• _EXERCISE SET_
a. Name every person the event report identifies by full name.
b. Reproduce the event report word for word between "While introducing Erakat, Busboys" and "of her poems.", inclusive.

• _TEXT EXTRACT_
▼

"I deal with a lot of mental health stuff because of this. I have so much anxiety," fretted Rutgers University Professor Noura Erakat while discussing her anti-Israel activism at Washington, D.C.'s Busboys and Poets restaurant on K Street. Given Erakat's ludicrous views on the Arab-Israeli conflict, one might indeed question her mental health. But the like-minded audience of 100 at the June 20 event for her latest book, Justice for Some: Law and the Question of Palestine, found her unfounded, revisionist history to be on the level.
While introducing Erakat, Busboys and Poets founder Andy Shallal noted proudly that the packed event room bore the name of Communist Israel-hater Angela Davis. Moderating the discussion was Khury Petersen-Smith, an Institute for Policy Studies (IPS) fellow and an organizer of the "2015 Black Solidarity Statement with Palestine," the slogans for which include the trite "Zionism is racism." Fittingly, Rasha Abdulhadi, a leftist poet and self-described "queer Palestinian Southerner," read one of her poems.

▲

• _EXCERPTED DATA_
▼

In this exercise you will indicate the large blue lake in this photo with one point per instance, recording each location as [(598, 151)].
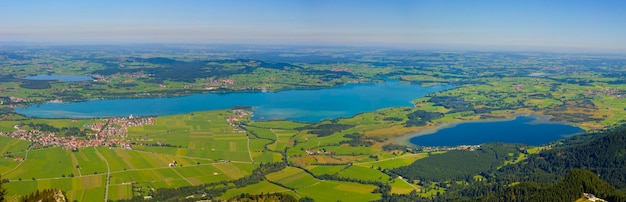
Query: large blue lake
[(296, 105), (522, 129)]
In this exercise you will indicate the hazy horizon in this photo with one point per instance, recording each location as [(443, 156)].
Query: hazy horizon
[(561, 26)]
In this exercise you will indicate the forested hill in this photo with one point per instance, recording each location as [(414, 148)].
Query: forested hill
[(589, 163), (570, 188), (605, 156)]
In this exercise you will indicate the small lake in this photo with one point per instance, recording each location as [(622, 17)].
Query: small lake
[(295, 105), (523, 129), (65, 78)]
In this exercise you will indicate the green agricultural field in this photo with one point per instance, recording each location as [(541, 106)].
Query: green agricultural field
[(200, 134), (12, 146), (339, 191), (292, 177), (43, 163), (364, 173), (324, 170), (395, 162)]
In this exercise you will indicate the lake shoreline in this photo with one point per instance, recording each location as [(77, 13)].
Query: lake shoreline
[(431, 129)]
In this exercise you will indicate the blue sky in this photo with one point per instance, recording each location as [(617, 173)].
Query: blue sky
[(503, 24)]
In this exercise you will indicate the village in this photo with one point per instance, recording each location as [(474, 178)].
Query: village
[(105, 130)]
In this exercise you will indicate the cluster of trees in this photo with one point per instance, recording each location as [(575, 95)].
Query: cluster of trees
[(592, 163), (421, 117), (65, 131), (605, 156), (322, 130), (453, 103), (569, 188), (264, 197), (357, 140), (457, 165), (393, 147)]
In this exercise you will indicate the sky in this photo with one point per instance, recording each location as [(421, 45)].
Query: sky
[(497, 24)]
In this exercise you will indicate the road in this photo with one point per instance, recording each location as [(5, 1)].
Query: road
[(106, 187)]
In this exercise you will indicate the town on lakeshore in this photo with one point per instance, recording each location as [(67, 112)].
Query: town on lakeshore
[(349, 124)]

▲
▼

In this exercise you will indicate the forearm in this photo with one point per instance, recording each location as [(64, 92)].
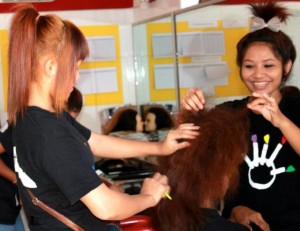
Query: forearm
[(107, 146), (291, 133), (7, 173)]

▲
▼

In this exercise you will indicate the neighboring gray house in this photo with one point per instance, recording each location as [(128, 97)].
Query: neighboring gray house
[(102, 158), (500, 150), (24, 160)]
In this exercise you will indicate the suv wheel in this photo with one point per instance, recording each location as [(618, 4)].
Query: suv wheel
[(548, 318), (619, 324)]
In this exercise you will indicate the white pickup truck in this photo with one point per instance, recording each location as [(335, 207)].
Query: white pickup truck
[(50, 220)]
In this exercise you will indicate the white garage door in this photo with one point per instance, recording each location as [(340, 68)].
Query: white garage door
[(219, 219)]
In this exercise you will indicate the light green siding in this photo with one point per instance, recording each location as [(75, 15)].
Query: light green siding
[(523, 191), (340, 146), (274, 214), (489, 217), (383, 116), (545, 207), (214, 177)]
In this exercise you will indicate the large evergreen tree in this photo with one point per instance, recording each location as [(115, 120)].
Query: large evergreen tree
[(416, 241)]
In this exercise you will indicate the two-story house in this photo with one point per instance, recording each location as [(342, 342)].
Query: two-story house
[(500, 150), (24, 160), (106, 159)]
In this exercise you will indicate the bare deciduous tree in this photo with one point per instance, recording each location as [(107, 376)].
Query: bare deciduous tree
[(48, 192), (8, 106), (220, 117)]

▲

• _RESPONSE LIST_
a. Noura Erakat, Andy Shallal, Angela Davis, Khury Petersen-Smith, Rasha Abdulhadi

b.
While introducing Erakat, Busboys and Poets founder Andy Shallal noted proudly that the packed event room bore the name of Communist Israel-hater Angela Davis. Moderating the discussion was Khury Petersen-Smith, an Institute for Policy Studies (IPS) fellow and an organizer of the "2015 Black Solidarity Statement with Palestine," the slogans for which include the trite "Zionism is racism." Fittingly, Rasha Abdulhadi, a leftist poet and self-described "queer Palestinian Southerner," read one of her poems.